:: 記事 ::
------------------------

今してみたい「海外進出のこんな事あんな事・ビジネスチャンスは海外マーケットにあり」
講師 Just Creative Design 代表 山本千代美さん
2014年8月19日、ティグレ会議室において、「今してみたい『海外進出のこんな事あんな事・ビジネスチャンスは海外マーケットにあり」と題して、Just Creative Desgin代表の山本千代美さんに講演していただきました。以下に要約します。
ご紹介いただいた山本千代美です。よろしくお願いします。
経済成長の持続には世界で稼ぐグローバル化が避けて通れない時代になっています。政府も海外で稼げる中堅・中小企業を支援する姿勢でいます。わかっているけれど、どこから手をつけていいのか、悩んでいる方も多いのではないでしょうか?eBay(イーベイ)をご紹介してその手がかりをつかんでいただけたらと思います。
今日のアジェンダは、①eBayとは何かということから始めたいと思います。②クロスボーダーEC市場の動向をお伝えします。③eBayの登録方法をお伝えします。④取引にはコミュ二ケーションの壁があります。⑤商品の発送方法をお伝えします。
⑥出品手数料などについてお話させていただきます。⑦どんな商品が売れているのか紹介させていただきます。⑧関税について説明します。⑨トラブル対応についてお伝えします。

------------------------

:: データセット ::
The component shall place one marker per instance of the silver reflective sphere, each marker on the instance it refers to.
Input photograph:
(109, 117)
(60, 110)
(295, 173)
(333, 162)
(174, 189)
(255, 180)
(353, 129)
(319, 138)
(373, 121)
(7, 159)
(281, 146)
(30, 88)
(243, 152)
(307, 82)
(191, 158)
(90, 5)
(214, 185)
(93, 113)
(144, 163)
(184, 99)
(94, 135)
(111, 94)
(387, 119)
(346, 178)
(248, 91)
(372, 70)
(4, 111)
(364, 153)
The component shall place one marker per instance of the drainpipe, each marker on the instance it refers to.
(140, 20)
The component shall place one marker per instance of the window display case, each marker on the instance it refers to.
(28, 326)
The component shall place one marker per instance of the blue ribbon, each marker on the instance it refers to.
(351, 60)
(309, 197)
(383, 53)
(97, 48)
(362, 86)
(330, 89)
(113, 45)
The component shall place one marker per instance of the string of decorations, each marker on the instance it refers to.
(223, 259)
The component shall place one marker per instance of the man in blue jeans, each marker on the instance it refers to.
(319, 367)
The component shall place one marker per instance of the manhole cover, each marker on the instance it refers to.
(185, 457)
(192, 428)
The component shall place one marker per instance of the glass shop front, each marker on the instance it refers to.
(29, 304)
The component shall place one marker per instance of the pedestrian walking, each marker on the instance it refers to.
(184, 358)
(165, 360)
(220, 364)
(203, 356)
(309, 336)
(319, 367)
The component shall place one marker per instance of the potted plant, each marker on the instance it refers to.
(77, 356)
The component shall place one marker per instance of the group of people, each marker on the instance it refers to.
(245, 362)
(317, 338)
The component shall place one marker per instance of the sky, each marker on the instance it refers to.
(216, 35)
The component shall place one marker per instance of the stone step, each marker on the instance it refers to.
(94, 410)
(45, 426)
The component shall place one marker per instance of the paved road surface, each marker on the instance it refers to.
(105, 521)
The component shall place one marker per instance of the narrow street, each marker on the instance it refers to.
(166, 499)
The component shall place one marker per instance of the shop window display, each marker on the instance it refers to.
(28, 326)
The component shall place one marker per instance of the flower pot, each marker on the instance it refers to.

------------------------

:: 実施課題 ::
1) 海外進出の講演記事のうち、「ご紹介いただいた山本千代美です。よろしくお願いします。」から「ル対応についてお伝えします。」までの範囲を、両端の語句を含めて一字一句そのまま書き写してください。
2) 海外進出の講演記事にある「政府も海外で稼げる中堅・中小企業を支援する姿勢でいます。」という一文を英語に訳してください。
3) 海外進出の講演記事について、最後に示された文の続きとなる部分を書き進めてください。

:: 解答例 ::
1)
ご紹介いただいた山本千代美です。よろしくお願いします。
経済成長の持続には世界で稼ぐグローバル化が避けて通れない時代になっています。政府も海外で稼げる中堅・中小企業を支援する姿勢でいます。わかっているけれど、どこから手をつけていいのか、悩んでいる方も多いのではないでしょうか?eBay(イーベイ)をご紹介してその手がかりをつかんでいただけたらと思います。
今日のアジェンダは、①eBayとは何かということから始めたいと思います。②クロスボーダーEC市場の動向をお伝えします。③eBayの登録方法をお伝えします。④取引にはコミュ二ケーションの壁があります。⑤商品の発送方法をお伝えします。
⑥出品手数料などについてお話させていただきます。⑦どんな商品が売れているのか紹介させていただきます。⑧関税について説明します。⑨トラブル対応についてお伝えします。

2) The government is also committed to supporting mid-sized and small businesses that can earn money overseas.

3)
eBayとは
eBayはアメリカで誕生した世界最大のオンラインマーケットです。登録ユーザー数は2億3000万人以上で、世界最大の市場です。取引金額は2012年度で6兆円を売り上げています。1秒間に2000ドル以上の取引があったほどの市場です。Made in Japanのあなたの商品を日本市場だけで売るのか、世界市場を相手にするのかの選択です。答えは簡単です。マーケットの大きさが違います。
クロスボーダーEC市場動向
海外、国内ともにEC(電子商取引)市場は右肩上がりに拡大しています。今やインターネットで物を売ったり買ったりは当たり前の時代です。日本ではここ2~3年の間に新たなトレンドとして国をまたぐクロスボーダー市場がにわかに脚光を浴びてきています。その背景には、国内EC市場の成長の鈍化が上げられます。また、アジア、特に中国のEC市場の成長・発展が著しいことが挙げられます。そして、クロスボーダーEC市場支援事業者がたくさん立ち上がりました。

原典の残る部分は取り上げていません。